EXCERPTED TEXT:
Boots has issued an apology after refusing to lower the cost of emergency hormonal contraception (EHC) led to a media storm, including a Labour party letter signed by over 30 MPs.

The apology, published on the multiple’s website on Friday, highlighted its ‘poor choice of words’ when stating its position on EHC pricing. Boots also used the statement to stress that consultation with a pharmacist is an essential part of any sale and commit to sourcing less expensive EHC alternatives.

The saga began in April, when Marc Donovan, chief pharmacist at Boots UK, refused a call from the British Pregnancy Advisory Service (BPAS) to reduce the price of progestogen-based EHC in a letter seen by The Pharmacist.

According to BPAS, women in the UK pay up to five times more for emergency contraception than in other parts of Europe. The Organisation released its ‘Just Say Non!’ campaign to highlight the fact that women in France can buy the morning-after pill for just €7 (just over £6) while those in the UK pay up to £30.

Boots currently charges almost £30 for Levonelle (levonorgestrel) and only slightly less (£26.75) for a generic version.

Incentivising inappropriate use’

In a letter to the BPAS seen by The Pharmacist, Mr Donovan made the point that emergency contraception is available for free from several sources – including the 'majority' of Boots pharmacies for eligible patients via local NHS services. He said the company would not want to incentivise ‘inappropriate use’ by significantly reducing the price of its EHC.

In his letter, Mr Donovan added: ‘The subject of EHC polarises public opinion and we receive frequent contact from individuals who voice their disapproval of the fact that the company chooses to provide this service. We would not wish to be accused of incentivising inappropriate use, and provoking complaints, by significantly reducing the price of this product.'

Boots' price of EHC products is 'in line with that suggested by the manufacturers, he said.

EXERCISE REQUIREMENTS: From the article on Boots and the price of emergency contraception, extract word for word the passage that opens with the words "Boots has issued" and closes with "expensive EHC alternatives.".

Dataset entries
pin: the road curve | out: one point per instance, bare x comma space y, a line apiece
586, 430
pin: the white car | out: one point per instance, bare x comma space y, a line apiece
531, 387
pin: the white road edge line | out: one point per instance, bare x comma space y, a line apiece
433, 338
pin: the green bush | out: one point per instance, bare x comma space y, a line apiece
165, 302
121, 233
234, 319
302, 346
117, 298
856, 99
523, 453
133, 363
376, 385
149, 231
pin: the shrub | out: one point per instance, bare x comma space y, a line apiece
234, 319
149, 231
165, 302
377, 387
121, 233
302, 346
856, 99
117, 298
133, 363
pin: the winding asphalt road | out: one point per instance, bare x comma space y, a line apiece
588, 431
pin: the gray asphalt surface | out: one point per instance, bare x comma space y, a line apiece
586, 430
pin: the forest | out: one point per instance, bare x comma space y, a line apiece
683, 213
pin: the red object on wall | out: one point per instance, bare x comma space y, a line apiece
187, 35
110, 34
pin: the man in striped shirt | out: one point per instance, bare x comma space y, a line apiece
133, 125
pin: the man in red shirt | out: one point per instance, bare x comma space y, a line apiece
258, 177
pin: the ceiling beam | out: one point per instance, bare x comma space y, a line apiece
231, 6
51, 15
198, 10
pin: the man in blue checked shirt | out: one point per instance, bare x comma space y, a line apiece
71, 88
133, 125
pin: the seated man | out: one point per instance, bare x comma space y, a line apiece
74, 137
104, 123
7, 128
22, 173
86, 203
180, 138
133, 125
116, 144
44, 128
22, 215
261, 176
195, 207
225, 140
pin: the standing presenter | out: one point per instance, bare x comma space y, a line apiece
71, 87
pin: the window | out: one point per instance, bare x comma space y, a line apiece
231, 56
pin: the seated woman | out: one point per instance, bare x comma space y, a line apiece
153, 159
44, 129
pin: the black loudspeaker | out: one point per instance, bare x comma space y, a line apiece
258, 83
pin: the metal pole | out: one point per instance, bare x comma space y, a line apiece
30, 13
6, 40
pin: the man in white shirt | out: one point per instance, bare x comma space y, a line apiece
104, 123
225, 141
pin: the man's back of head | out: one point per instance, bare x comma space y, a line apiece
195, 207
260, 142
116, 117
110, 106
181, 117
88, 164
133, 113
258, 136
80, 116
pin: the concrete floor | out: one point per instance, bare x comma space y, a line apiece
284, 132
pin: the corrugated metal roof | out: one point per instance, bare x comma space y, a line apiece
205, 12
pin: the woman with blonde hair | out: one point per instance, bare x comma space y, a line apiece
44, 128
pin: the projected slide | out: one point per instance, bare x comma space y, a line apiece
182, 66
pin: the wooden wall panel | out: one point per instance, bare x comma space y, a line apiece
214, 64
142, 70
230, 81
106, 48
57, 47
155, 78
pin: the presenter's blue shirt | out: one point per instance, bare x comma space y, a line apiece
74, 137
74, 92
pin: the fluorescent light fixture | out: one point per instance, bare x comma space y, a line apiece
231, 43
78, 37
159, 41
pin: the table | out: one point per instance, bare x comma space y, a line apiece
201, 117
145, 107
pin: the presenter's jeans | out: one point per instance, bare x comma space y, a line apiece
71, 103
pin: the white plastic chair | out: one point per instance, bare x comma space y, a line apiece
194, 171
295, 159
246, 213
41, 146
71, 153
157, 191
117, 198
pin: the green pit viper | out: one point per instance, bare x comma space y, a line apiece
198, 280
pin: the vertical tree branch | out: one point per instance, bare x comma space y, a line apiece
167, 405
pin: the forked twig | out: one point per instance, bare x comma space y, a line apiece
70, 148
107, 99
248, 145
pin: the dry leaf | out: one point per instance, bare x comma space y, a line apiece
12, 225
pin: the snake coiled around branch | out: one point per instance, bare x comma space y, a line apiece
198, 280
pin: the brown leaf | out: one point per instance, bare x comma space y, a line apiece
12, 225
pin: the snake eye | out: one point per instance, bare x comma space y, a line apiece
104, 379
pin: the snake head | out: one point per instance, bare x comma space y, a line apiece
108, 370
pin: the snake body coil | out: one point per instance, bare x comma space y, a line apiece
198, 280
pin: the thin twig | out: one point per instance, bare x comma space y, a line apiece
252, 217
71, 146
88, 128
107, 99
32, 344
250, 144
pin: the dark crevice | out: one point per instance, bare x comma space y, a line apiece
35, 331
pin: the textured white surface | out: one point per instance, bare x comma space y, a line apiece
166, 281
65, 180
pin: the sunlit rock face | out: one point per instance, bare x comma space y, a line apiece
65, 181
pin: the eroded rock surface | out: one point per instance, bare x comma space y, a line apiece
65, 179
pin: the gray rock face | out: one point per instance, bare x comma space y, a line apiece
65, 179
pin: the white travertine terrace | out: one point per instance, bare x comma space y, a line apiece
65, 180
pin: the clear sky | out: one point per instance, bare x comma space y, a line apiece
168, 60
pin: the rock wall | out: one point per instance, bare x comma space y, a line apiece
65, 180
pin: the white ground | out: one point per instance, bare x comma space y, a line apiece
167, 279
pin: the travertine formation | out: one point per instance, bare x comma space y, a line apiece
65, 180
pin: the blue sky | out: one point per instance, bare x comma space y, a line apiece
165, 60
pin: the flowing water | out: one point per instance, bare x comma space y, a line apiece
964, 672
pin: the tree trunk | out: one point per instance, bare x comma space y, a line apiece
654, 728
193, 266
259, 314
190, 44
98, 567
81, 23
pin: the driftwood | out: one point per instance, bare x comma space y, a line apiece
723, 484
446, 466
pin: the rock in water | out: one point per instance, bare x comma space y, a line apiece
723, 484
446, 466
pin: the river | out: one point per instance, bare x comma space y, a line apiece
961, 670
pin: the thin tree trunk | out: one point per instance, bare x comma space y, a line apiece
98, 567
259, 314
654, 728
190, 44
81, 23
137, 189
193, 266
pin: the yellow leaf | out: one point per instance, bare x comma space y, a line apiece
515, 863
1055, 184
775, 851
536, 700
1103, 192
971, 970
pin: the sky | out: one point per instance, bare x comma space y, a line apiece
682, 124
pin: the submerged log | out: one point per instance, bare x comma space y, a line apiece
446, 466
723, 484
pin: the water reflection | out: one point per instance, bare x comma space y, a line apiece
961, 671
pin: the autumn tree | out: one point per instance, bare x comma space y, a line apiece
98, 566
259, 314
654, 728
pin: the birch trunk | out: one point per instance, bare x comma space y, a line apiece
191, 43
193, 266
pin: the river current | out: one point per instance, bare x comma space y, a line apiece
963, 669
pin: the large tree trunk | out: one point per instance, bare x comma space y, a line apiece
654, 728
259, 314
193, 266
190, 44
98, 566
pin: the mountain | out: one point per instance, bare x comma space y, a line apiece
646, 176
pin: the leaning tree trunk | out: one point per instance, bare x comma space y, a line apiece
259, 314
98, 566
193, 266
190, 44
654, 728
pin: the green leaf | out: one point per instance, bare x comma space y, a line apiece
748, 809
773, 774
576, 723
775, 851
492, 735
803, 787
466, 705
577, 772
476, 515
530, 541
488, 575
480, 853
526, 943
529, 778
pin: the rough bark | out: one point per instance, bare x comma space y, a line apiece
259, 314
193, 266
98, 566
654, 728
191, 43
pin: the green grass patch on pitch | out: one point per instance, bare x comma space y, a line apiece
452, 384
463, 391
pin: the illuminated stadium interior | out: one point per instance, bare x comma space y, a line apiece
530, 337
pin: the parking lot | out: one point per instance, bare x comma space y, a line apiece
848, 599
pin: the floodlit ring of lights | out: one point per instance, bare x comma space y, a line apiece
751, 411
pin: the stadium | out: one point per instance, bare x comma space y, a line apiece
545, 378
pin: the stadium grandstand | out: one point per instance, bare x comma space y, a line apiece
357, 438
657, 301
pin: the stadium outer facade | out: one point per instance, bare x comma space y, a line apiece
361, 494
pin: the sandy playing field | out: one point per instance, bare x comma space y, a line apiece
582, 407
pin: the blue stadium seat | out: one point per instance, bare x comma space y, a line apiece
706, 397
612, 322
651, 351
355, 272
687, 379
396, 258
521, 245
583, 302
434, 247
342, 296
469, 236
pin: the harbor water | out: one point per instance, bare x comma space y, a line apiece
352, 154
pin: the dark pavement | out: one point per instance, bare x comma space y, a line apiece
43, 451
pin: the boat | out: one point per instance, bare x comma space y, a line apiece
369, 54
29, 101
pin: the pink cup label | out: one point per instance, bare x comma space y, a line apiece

SOLUTION BELOW:
Boots has issued an apology after refusing to lower the cost of emergency hormonal contraception (EHC) led to a media storm, including a Labour party letter signed by over 30 MPs.

The apology, published on the multiple’s website on Friday, highlighted its ‘poor choice of words’ when stating its position on EHC pricing. Boots also used the statement to stress that consultation with a pharmacist is an essential part of any sale and commit to sourcing less expensive EHC alternatives.